Backtesting an algorithmic trading strategy using Machine Learning and Sentiment Analysis.

Overview

Trading Tesla with Machine Learning and Sentiment Analysis

An interactive program to train a Random Forest Classifier to predict Tesla daily prices using technical indicators and sentiment scores of Twitter posts, backtesting the trading strategy and producing performance metrics.

The project leverages techniques, paradigms and data structures such as:

  • Functional and Object-Oriented Programming
  • Machine Learning
  • Sentiment Analysis
  • Concurrency and Parallel Processing
  • Direct Acyclic Graph (D.A.G.)
  • Data Pipeline
  • Idempotence

Scope

The intention behind this project was to implement the end-to-end workflow of the backtesting of an Algorithmic Trading strategy in a program with a sleek interface, and with a level of automation such that the user is able to tailor the details of the strategy and the output of the program by entering a minimal amount of data, partly even in an interactive way. This should make the program reusable, meaning that it's easy to carry out the backtesting of the trading strategy on a different asset. Furthermore, the modularity of the software design should facilitate changes to adapt the program to different requirements (i.e. different data or ML models).

Strategy Backtesting Results

The Random Forest classifier model was trained and optimised with the scikit-learn GridSearchCV module. After computing the trading signals predictions and backtesting the strategy, the following performances were recorded:

Performance Indicators Summary
Return Buy and Hold (%) 273.94
Return Buy and Hold Ann. (%) 91.5
Return Trading Strategy (%) 1555.54
Return Trading Strategy Ann. (%) 298.53
Sharpe Ratio 0.85
Hit Ratio (%) 93.0
Average Trades Profit (%) 3.99
Average Trades Loss (%) -1.15
Max Drawdown (%) -7.69
Days Max Drawdown Recovery 2

drawdown

returns

Running the Program

This is straightforward. There are very few variables and methods to initialise and call in order to run the whole program.

## INFORMATION GIVEN
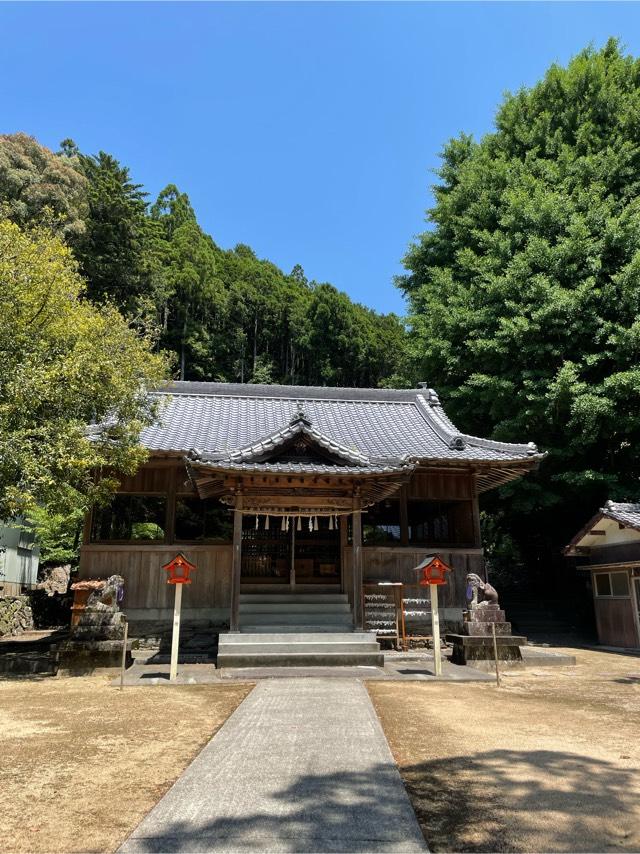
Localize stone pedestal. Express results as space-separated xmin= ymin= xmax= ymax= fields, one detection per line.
xmin=446 ymin=602 xmax=527 ymax=670
xmin=58 ymin=576 xmax=133 ymax=676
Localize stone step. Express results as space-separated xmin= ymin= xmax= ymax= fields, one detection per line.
xmin=218 ymin=635 xmax=380 ymax=655
xmin=240 ymin=620 xmax=353 ymax=634
xmin=228 ymin=626 xmax=376 ymax=646
xmin=240 ymin=600 xmax=351 ymax=614
xmin=217 ymin=651 xmax=384 ymax=668
xmin=240 ymin=593 xmax=349 ymax=605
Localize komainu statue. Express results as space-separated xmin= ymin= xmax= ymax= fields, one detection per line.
xmin=80 ymin=575 xmax=124 ymax=611
xmin=467 ymin=572 xmax=498 ymax=608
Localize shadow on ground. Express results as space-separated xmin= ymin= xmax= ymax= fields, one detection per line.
xmin=121 ymin=768 xmax=427 ymax=852
xmin=401 ymin=752 xmax=640 ymax=852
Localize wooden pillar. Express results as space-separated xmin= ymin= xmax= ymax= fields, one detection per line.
xmin=398 ymin=484 xmax=409 ymax=546
xmin=352 ymin=493 xmax=364 ymax=632
xmin=229 ymin=491 xmax=242 ymax=632
xmin=164 ymin=466 xmax=178 ymax=543
xmin=338 ymin=516 xmax=351 ymax=593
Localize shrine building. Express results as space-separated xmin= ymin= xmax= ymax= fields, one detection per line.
xmin=80 ymin=382 xmax=542 ymax=656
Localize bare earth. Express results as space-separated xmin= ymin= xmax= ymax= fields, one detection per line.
xmin=0 ymin=676 xmax=252 ymax=854
xmin=367 ymin=650 xmax=640 ymax=852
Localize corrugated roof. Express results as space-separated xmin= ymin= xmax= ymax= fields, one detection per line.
xmin=600 ymin=501 xmax=640 ymax=531
xmin=141 ymin=382 xmax=542 ymax=464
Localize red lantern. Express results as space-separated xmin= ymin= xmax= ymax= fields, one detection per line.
xmin=162 ymin=554 xmax=196 ymax=584
xmin=416 ymin=555 xmax=451 ymax=587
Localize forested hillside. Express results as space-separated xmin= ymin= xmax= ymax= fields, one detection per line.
xmin=399 ymin=40 xmax=640 ymax=588
xmin=0 ymin=134 xmax=405 ymax=386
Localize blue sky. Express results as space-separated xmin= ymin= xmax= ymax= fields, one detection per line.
xmin=0 ymin=2 xmax=640 ymax=312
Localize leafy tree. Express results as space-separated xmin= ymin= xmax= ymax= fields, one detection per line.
xmin=399 ymin=40 xmax=640 ymax=588
xmin=29 ymin=502 xmax=85 ymax=567
xmin=0 ymin=220 xmax=166 ymax=518
xmin=0 ymin=133 xmax=87 ymax=240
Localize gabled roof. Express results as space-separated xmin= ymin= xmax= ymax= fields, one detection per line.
xmin=141 ymin=382 xmax=543 ymax=486
xmin=564 ymin=501 xmax=640 ymax=555
xmin=600 ymin=501 xmax=640 ymax=531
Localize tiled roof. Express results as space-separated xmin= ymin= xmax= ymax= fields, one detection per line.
xmin=600 ymin=501 xmax=640 ymax=531
xmin=189 ymin=456 xmax=415 ymax=475
xmin=141 ymin=382 xmax=542 ymax=465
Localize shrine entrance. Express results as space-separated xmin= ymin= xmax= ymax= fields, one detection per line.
xmin=241 ymin=515 xmax=341 ymax=588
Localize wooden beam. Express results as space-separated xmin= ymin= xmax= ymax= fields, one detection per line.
xmin=229 ymin=492 xmax=242 ymax=632
xmin=352 ymin=490 xmax=364 ymax=632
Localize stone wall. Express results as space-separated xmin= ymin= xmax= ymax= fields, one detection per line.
xmin=0 ymin=595 xmax=33 ymax=637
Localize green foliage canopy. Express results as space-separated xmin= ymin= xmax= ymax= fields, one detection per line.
xmin=0 ymin=220 xmax=166 ymax=519
xmin=398 ymin=41 xmax=640 ymax=550
xmin=0 ymin=133 xmax=87 ymax=241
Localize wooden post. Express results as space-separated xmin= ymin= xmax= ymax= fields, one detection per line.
xmin=429 ymin=584 xmax=442 ymax=676
xmin=120 ymin=617 xmax=129 ymax=691
xmin=491 ymin=623 xmax=500 ymax=688
xmin=229 ymin=493 xmax=242 ymax=632
xmin=398 ymin=484 xmax=409 ymax=546
xmin=164 ymin=467 xmax=178 ymax=543
xmin=352 ymin=495 xmax=364 ymax=632
xmin=169 ymin=584 xmax=182 ymax=682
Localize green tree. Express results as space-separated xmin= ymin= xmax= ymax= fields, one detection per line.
xmin=73 ymin=151 xmax=165 ymax=314
xmin=399 ymin=40 xmax=640 ymax=588
xmin=151 ymin=184 xmax=227 ymax=379
xmin=0 ymin=220 xmax=166 ymax=519
xmin=0 ymin=133 xmax=87 ymax=241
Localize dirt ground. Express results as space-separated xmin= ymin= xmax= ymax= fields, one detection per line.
xmin=0 ymin=676 xmax=252 ymax=854
xmin=367 ymin=650 xmax=640 ymax=852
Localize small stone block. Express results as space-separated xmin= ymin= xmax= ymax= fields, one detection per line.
xmin=464 ymin=608 xmax=505 ymax=623
xmin=464 ymin=622 xmax=511 ymax=637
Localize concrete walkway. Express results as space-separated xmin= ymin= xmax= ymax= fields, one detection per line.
xmin=120 ymin=678 xmax=428 ymax=852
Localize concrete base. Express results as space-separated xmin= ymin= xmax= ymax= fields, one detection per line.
xmin=58 ymin=640 xmax=133 ymax=676
xmin=446 ymin=635 xmax=527 ymax=669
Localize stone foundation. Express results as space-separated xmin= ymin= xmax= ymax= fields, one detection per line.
xmin=446 ymin=602 xmax=527 ymax=670
xmin=0 ymin=595 xmax=33 ymax=637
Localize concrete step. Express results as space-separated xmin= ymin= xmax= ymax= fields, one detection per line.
xmin=240 ymin=593 xmax=349 ymax=605
xmin=240 ymin=620 xmax=360 ymax=634
xmin=217 ymin=651 xmax=384 ymax=668
xmin=240 ymin=600 xmax=351 ymax=614
xmin=228 ymin=626 xmax=376 ymax=646
xmin=240 ymin=611 xmax=353 ymax=631
xmin=218 ymin=634 xmax=380 ymax=655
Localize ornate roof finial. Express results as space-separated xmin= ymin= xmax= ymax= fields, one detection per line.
xmin=291 ymin=400 xmax=311 ymax=425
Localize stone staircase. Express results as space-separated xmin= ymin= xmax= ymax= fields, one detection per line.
xmin=217 ymin=592 xmax=384 ymax=667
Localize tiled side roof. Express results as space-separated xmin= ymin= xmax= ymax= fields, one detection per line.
xmin=141 ymin=382 xmax=542 ymax=464
xmin=600 ymin=501 xmax=640 ymax=531
xmin=189 ymin=456 xmax=415 ymax=475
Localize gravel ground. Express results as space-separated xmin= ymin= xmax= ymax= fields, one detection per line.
xmin=0 ymin=676 xmax=252 ymax=854
xmin=367 ymin=649 xmax=640 ymax=852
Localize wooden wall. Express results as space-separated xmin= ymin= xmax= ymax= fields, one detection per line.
xmin=80 ymin=459 xmax=484 ymax=610
xmin=593 ymin=597 xmax=640 ymax=647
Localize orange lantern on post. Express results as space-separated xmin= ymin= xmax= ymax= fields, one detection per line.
xmin=416 ymin=555 xmax=451 ymax=676
xmin=416 ymin=555 xmax=451 ymax=587
xmin=162 ymin=553 xmax=196 ymax=584
xmin=162 ymin=554 xmax=196 ymax=682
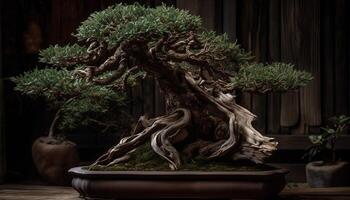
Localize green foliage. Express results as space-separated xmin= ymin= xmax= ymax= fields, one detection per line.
xmin=198 ymin=31 xmax=253 ymax=71
xmin=231 ymin=63 xmax=312 ymax=93
xmin=303 ymin=115 xmax=350 ymax=162
xmin=39 ymin=44 xmax=87 ymax=65
xmin=11 ymin=68 xmax=125 ymax=129
xmin=89 ymin=143 xmax=271 ymax=171
xmin=75 ymin=4 xmax=201 ymax=48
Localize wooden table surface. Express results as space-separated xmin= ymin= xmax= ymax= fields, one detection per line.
xmin=0 ymin=184 xmax=350 ymax=200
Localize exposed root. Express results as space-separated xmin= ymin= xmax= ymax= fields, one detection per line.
xmin=186 ymin=74 xmax=277 ymax=163
xmin=92 ymin=109 xmax=191 ymax=169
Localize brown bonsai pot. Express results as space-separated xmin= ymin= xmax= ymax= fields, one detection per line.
xmin=306 ymin=161 xmax=350 ymax=187
xmin=69 ymin=167 xmax=288 ymax=200
xmin=32 ymin=137 xmax=79 ymax=185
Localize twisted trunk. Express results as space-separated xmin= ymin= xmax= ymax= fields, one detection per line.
xmin=93 ymin=55 xmax=277 ymax=170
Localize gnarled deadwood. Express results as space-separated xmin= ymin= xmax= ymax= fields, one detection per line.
xmin=80 ymin=28 xmax=277 ymax=170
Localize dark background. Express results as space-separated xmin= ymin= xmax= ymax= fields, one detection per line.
xmin=0 ymin=0 xmax=350 ymax=183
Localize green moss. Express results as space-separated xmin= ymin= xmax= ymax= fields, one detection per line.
xmin=86 ymin=143 xmax=271 ymax=171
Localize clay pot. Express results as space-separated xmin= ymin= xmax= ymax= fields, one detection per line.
xmin=306 ymin=161 xmax=350 ymax=187
xmin=32 ymin=137 xmax=79 ymax=185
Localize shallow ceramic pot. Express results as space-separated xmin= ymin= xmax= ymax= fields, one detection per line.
xmin=70 ymin=167 xmax=288 ymax=200
xmin=32 ymin=137 xmax=79 ymax=185
xmin=306 ymin=161 xmax=350 ymax=187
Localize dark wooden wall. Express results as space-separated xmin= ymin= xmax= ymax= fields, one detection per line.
xmin=0 ymin=0 xmax=350 ymax=181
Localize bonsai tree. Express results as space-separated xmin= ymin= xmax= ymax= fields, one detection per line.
xmin=15 ymin=4 xmax=312 ymax=170
xmin=304 ymin=115 xmax=350 ymax=163
xmin=11 ymin=68 xmax=128 ymax=185
xmin=304 ymin=115 xmax=350 ymax=187
xmin=11 ymin=68 xmax=127 ymax=143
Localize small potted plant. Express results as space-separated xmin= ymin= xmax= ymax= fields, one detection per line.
xmin=11 ymin=68 xmax=131 ymax=185
xmin=15 ymin=4 xmax=312 ymax=199
xmin=304 ymin=115 xmax=350 ymax=187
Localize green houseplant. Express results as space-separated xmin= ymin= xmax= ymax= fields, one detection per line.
xmin=304 ymin=115 xmax=350 ymax=187
xmin=11 ymin=68 xmax=131 ymax=184
xmin=13 ymin=4 xmax=312 ymax=198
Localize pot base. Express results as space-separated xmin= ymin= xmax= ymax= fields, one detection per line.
xmin=69 ymin=167 xmax=288 ymax=200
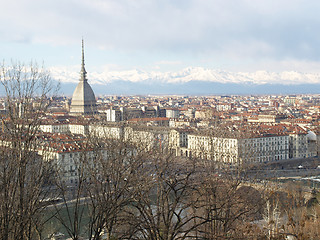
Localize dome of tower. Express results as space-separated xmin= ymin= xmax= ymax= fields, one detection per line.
xmin=70 ymin=40 xmax=96 ymax=115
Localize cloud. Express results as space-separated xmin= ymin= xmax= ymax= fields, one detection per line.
xmin=50 ymin=66 xmax=320 ymax=85
xmin=0 ymin=0 xmax=320 ymax=61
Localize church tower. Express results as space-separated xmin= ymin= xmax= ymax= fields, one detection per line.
xmin=70 ymin=39 xmax=96 ymax=115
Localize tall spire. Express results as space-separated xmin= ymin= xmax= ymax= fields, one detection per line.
xmin=80 ymin=39 xmax=87 ymax=81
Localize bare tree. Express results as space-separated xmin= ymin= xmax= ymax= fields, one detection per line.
xmin=0 ymin=63 xmax=56 ymax=240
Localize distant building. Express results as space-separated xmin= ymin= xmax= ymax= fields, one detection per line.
xmin=70 ymin=40 xmax=96 ymax=115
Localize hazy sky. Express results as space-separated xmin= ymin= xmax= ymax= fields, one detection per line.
xmin=0 ymin=0 xmax=320 ymax=80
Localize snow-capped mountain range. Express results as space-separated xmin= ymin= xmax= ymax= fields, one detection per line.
xmin=50 ymin=67 xmax=320 ymax=94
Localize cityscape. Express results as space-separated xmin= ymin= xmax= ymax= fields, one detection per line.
xmin=0 ymin=0 xmax=320 ymax=240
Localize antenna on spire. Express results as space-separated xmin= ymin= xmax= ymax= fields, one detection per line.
xmin=80 ymin=38 xmax=87 ymax=81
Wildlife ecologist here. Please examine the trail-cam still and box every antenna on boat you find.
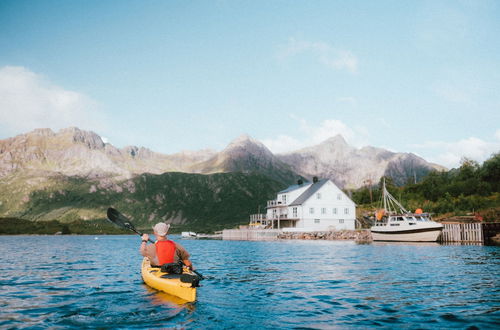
[382,176,389,211]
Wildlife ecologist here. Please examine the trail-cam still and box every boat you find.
[141,258,199,302]
[370,180,443,242]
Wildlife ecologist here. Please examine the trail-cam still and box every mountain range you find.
[0,127,444,189]
[0,127,443,230]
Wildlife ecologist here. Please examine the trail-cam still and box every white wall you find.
[288,181,356,230]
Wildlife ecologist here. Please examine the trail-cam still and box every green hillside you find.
[353,153,500,222]
[0,173,285,232]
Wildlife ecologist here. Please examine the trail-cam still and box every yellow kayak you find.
[141,258,198,302]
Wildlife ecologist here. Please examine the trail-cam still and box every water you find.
[0,236,500,329]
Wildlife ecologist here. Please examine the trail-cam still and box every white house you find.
[250,178,356,231]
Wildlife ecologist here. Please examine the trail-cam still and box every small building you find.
[250,178,356,232]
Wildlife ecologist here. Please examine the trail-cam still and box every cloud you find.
[278,38,358,74]
[0,66,105,135]
[413,134,500,168]
[262,115,369,153]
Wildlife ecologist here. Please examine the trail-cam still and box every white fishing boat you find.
[370,180,443,242]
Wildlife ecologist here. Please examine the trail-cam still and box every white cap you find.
[153,222,170,236]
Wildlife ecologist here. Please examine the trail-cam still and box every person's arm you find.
[175,242,193,269]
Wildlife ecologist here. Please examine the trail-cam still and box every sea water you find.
[0,236,500,329]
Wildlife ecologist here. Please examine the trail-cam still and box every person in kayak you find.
[139,222,193,269]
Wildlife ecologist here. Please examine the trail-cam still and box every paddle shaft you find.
[107,207,205,279]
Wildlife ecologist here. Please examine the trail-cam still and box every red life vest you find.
[155,240,175,265]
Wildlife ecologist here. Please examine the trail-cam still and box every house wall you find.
[288,181,356,231]
[276,184,311,204]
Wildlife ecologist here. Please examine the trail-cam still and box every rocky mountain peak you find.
[221,134,273,157]
[321,134,348,147]
[57,127,104,149]
[28,128,56,136]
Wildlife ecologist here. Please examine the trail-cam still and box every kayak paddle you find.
[107,207,205,279]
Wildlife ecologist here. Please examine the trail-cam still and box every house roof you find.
[290,179,328,206]
[278,182,311,194]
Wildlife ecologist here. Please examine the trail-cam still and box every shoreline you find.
[277,229,372,242]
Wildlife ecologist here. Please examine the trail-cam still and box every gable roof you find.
[278,182,311,194]
[290,179,329,206]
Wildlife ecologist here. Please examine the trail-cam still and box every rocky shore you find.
[278,230,372,241]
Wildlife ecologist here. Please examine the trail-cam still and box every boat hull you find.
[371,227,442,242]
[141,258,196,302]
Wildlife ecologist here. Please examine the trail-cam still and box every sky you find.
[0,0,500,168]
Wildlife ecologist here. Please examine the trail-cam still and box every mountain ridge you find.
[0,127,444,189]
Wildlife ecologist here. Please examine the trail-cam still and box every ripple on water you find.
[0,236,500,329]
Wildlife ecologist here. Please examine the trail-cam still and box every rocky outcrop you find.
[277,135,444,189]
[0,127,444,189]
[192,135,300,184]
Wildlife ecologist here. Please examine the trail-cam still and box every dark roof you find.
[290,179,328,206]
[278,182,311,194]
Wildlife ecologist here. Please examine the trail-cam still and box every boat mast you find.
[382,177,389,212]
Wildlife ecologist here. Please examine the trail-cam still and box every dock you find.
[222,222,500,244]
[439,222,500,244]
[222,228,282,241]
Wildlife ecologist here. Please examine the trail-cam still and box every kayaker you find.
[139,222,193,269]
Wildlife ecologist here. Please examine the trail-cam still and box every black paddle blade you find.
[107,207,139,234]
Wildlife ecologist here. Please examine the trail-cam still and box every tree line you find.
[352,153,500,221]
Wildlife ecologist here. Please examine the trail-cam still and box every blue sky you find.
[0,0,500,167]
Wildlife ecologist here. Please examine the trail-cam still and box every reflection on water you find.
[0,236,500,328]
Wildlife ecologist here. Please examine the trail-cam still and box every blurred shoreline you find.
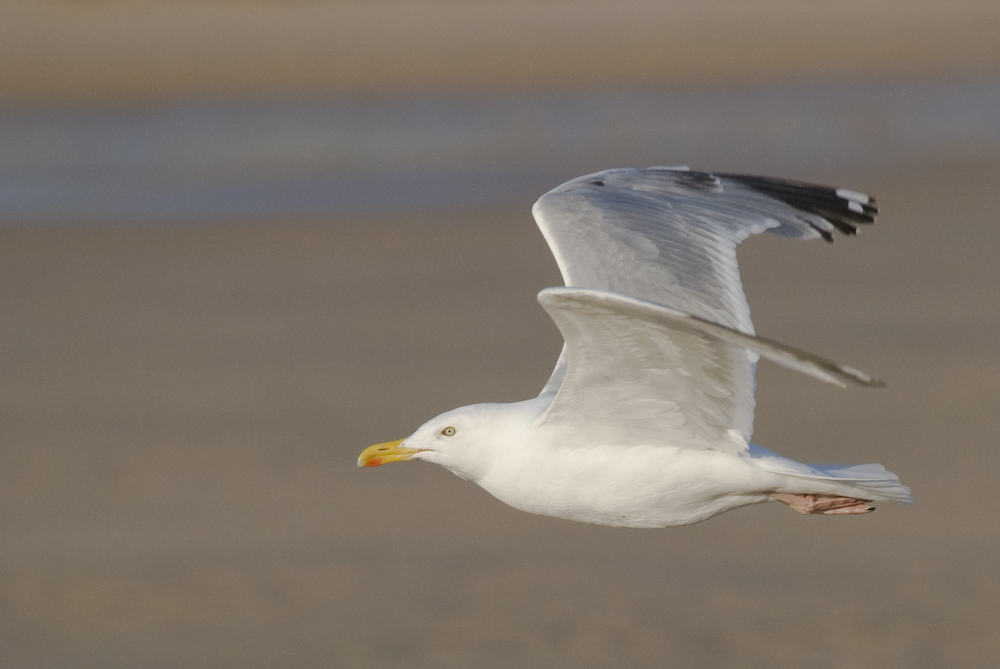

## SET EXERCISE
Answer these from the Tesla backtesting text:
(a) What type of classifier does the program train?
(b) Which scikit-learn module was used to train and optimize the model?
(c) What Hit Ratio (%) is reported in the performance summary?

## THE COMPLETED TASK
(a) A Random Forest Classifier
(b) GridSearchCV
(c) 93.0